- _To be done_
Copy out every line of the listing below that contains the string "bare". Matching is case-sensitive.

- _Working data_
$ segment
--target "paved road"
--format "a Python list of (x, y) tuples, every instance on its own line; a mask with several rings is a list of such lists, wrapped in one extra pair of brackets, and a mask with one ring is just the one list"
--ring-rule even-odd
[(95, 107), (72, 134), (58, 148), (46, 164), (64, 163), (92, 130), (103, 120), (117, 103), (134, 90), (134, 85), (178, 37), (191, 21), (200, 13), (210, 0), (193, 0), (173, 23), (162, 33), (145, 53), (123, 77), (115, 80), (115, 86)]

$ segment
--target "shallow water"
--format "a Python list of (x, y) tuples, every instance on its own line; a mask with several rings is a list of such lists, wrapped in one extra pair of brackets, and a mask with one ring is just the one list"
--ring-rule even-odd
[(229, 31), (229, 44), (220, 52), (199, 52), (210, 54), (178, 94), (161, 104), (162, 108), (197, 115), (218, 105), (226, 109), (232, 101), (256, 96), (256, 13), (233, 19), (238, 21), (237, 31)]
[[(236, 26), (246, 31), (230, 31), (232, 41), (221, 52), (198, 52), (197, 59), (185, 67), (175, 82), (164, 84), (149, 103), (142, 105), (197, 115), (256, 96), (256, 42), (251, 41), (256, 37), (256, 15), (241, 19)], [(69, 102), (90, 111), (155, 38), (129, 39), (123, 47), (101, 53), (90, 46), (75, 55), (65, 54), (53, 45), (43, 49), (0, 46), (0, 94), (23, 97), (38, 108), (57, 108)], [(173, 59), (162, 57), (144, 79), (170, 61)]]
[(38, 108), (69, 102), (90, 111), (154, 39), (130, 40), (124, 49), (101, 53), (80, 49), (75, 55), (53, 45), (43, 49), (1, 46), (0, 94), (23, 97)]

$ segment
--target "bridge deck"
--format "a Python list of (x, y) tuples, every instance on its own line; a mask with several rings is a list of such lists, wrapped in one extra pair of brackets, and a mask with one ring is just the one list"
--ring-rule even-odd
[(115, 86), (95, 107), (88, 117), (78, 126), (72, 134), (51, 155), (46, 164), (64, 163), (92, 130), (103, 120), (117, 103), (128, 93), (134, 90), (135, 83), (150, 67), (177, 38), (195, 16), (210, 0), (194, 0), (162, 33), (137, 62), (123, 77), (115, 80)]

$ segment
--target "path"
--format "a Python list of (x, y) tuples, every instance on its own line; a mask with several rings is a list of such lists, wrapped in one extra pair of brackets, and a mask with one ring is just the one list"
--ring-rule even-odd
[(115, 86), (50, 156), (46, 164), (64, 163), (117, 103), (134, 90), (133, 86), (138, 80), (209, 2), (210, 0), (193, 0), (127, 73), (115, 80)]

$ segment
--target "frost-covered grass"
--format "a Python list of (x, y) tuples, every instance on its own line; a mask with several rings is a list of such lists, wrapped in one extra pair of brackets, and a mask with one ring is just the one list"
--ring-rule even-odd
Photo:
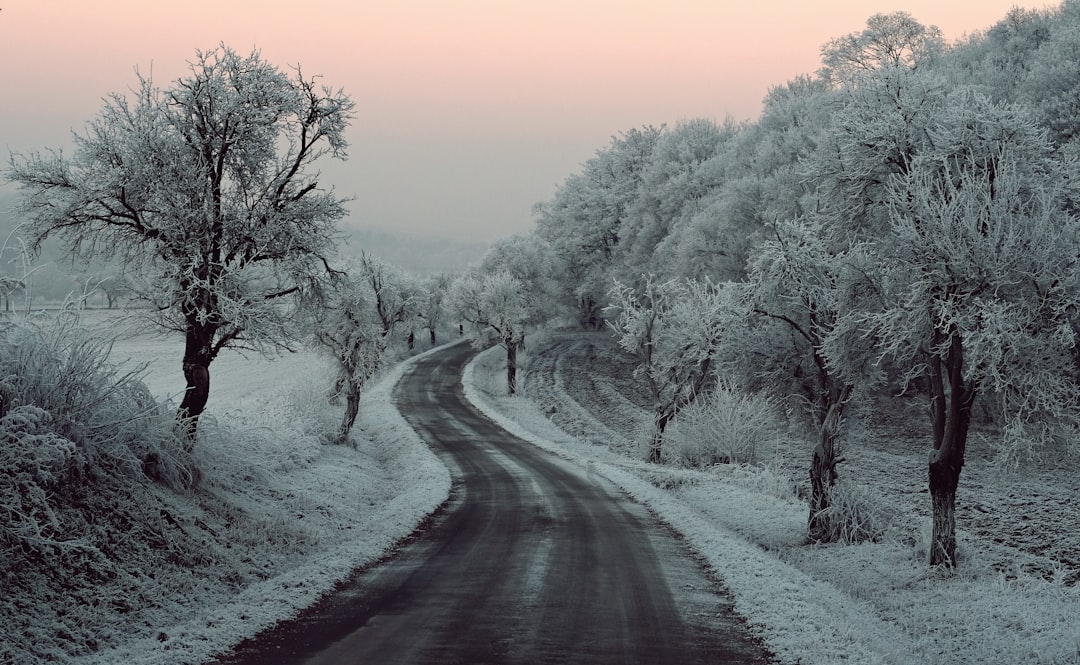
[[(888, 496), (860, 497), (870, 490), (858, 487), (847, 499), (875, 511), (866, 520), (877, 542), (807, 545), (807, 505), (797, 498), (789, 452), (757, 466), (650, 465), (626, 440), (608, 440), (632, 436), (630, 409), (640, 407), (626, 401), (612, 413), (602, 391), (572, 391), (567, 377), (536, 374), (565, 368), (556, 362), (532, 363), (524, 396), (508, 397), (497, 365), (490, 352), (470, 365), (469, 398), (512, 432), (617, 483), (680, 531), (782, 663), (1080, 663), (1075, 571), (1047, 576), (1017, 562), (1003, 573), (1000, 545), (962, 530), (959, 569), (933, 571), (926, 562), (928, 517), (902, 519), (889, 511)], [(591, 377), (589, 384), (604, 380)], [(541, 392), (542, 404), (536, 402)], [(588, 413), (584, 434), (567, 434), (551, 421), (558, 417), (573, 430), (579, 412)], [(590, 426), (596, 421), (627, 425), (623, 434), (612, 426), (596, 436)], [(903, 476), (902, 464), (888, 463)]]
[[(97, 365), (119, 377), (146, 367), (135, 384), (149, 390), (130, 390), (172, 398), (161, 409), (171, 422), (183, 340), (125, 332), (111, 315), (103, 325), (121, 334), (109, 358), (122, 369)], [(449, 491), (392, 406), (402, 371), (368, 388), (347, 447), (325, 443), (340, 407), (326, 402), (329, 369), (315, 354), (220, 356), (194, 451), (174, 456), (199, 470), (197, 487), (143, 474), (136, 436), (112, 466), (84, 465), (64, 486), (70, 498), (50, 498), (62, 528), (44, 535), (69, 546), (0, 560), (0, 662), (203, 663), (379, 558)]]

* * *

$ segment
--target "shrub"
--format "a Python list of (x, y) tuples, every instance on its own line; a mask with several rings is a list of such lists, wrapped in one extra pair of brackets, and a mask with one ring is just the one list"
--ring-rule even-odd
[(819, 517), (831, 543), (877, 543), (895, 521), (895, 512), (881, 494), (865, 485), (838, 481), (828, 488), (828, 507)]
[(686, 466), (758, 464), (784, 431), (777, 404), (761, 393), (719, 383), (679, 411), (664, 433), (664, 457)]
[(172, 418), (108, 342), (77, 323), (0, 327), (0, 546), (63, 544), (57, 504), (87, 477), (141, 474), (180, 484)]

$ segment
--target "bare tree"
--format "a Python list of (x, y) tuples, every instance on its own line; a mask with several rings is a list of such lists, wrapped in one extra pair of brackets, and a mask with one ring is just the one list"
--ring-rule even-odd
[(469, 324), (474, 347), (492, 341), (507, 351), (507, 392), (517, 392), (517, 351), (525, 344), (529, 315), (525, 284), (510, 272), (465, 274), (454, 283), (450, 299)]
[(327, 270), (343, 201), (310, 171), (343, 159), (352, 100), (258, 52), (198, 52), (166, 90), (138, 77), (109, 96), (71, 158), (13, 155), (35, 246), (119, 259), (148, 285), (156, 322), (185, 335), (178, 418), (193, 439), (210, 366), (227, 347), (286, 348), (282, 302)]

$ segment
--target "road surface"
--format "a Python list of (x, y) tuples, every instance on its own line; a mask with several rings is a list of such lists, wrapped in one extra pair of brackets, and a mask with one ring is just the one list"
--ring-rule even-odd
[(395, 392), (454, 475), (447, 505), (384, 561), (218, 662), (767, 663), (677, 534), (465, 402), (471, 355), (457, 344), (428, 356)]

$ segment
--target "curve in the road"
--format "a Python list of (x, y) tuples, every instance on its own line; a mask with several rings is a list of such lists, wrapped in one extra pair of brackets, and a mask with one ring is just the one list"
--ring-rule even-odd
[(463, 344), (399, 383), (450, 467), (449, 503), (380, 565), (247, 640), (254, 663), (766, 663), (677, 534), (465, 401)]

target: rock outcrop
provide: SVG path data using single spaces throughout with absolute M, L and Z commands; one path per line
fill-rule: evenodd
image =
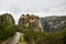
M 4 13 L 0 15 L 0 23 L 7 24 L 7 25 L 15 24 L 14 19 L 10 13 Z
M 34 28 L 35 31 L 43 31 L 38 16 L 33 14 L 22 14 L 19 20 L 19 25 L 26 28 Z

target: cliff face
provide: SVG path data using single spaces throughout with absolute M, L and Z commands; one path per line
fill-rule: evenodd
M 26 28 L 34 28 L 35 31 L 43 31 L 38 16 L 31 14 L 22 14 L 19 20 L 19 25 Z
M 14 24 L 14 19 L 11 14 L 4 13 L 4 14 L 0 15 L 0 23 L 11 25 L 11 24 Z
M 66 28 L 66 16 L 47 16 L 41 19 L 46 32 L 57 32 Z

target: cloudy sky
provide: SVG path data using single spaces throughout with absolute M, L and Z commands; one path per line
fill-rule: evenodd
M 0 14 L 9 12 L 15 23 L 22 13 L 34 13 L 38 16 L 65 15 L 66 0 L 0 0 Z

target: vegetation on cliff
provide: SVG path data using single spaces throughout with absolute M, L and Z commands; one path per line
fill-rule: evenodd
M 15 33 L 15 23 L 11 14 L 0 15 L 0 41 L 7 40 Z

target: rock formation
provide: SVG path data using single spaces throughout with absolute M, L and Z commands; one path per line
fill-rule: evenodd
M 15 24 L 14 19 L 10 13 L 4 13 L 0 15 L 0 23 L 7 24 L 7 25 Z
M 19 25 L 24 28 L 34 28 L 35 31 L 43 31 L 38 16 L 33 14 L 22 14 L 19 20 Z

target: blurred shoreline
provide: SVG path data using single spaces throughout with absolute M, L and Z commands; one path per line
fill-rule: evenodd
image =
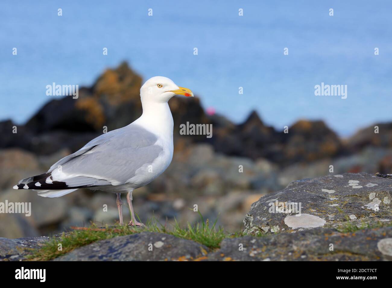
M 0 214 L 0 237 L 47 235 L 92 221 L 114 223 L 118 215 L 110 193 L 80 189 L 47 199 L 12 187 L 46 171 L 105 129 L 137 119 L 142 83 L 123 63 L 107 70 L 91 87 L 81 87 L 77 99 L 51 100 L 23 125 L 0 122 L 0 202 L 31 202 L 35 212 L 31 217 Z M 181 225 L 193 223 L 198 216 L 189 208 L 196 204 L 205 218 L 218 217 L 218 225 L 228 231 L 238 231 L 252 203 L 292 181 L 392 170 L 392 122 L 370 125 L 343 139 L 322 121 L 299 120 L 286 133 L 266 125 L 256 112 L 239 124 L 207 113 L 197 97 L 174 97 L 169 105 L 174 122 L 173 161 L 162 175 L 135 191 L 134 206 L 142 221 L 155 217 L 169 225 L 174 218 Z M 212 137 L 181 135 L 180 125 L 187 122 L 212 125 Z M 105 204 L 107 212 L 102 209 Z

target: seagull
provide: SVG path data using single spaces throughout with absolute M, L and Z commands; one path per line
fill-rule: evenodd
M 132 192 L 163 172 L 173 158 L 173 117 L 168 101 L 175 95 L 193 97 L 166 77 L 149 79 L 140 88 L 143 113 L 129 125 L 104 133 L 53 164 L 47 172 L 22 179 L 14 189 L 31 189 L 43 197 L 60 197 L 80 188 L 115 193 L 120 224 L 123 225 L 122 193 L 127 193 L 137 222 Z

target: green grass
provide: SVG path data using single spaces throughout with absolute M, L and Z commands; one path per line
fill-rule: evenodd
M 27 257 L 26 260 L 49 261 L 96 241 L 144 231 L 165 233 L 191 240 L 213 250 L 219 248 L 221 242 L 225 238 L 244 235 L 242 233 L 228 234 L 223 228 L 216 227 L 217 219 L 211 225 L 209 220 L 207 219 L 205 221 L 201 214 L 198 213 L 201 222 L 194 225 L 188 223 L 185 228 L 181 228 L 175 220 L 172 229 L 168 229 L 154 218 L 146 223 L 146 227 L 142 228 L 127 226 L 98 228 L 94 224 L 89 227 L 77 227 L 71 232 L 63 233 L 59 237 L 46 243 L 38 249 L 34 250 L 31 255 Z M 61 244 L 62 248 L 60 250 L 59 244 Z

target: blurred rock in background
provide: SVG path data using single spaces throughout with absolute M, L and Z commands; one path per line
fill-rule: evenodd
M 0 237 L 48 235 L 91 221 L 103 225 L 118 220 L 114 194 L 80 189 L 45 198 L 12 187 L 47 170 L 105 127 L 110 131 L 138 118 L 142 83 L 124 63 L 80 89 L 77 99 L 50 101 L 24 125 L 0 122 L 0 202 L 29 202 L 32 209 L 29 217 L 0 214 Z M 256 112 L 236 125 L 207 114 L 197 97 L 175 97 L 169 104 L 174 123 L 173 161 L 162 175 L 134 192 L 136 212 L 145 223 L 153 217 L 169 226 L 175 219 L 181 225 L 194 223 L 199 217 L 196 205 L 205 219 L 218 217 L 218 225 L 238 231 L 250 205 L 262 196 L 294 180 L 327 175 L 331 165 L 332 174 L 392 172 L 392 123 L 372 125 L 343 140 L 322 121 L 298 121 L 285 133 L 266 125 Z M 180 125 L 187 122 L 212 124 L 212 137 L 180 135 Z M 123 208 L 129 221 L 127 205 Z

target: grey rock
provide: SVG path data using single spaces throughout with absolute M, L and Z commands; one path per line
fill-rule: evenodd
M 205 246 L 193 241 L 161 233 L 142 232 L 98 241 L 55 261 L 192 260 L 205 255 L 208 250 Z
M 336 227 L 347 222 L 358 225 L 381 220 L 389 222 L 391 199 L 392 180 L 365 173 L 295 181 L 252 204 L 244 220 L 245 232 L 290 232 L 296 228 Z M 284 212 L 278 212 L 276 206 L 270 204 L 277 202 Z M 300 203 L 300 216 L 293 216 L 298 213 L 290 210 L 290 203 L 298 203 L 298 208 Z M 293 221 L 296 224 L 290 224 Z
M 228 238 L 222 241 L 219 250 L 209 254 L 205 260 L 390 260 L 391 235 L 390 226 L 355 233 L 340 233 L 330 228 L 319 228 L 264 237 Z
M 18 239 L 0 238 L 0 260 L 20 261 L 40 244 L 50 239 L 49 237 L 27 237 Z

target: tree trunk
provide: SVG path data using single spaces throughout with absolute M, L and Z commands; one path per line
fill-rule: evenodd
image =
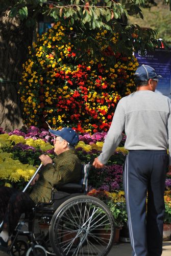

==

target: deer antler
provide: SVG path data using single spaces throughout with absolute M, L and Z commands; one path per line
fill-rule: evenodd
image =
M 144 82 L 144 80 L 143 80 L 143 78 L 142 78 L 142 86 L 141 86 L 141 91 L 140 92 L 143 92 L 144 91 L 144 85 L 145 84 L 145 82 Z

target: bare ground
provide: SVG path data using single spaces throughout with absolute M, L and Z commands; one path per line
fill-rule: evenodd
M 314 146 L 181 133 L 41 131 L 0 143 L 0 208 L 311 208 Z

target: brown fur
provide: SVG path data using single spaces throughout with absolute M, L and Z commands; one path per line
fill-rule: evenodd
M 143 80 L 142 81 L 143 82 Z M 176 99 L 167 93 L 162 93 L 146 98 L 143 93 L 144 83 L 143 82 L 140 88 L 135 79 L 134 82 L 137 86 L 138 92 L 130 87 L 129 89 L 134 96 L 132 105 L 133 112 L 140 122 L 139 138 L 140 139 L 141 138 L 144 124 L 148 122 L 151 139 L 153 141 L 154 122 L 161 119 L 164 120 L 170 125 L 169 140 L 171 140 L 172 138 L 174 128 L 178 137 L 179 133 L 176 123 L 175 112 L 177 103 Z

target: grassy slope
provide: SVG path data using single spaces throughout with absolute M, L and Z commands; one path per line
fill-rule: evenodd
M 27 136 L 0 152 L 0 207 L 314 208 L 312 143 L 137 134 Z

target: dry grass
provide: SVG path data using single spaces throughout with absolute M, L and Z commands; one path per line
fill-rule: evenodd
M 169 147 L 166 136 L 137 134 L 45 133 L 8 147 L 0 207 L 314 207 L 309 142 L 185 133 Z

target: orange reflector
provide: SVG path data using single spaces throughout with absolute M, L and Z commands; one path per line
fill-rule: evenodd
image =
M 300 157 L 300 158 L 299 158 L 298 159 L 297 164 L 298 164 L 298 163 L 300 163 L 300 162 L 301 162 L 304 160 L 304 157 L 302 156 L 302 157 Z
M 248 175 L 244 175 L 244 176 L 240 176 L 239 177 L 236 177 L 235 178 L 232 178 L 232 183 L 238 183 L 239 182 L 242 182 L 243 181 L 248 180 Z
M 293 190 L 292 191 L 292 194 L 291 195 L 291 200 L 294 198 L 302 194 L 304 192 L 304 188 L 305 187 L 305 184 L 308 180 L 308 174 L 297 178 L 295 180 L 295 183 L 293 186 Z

- _Finished task_
--target "bare tree"
target: bare ground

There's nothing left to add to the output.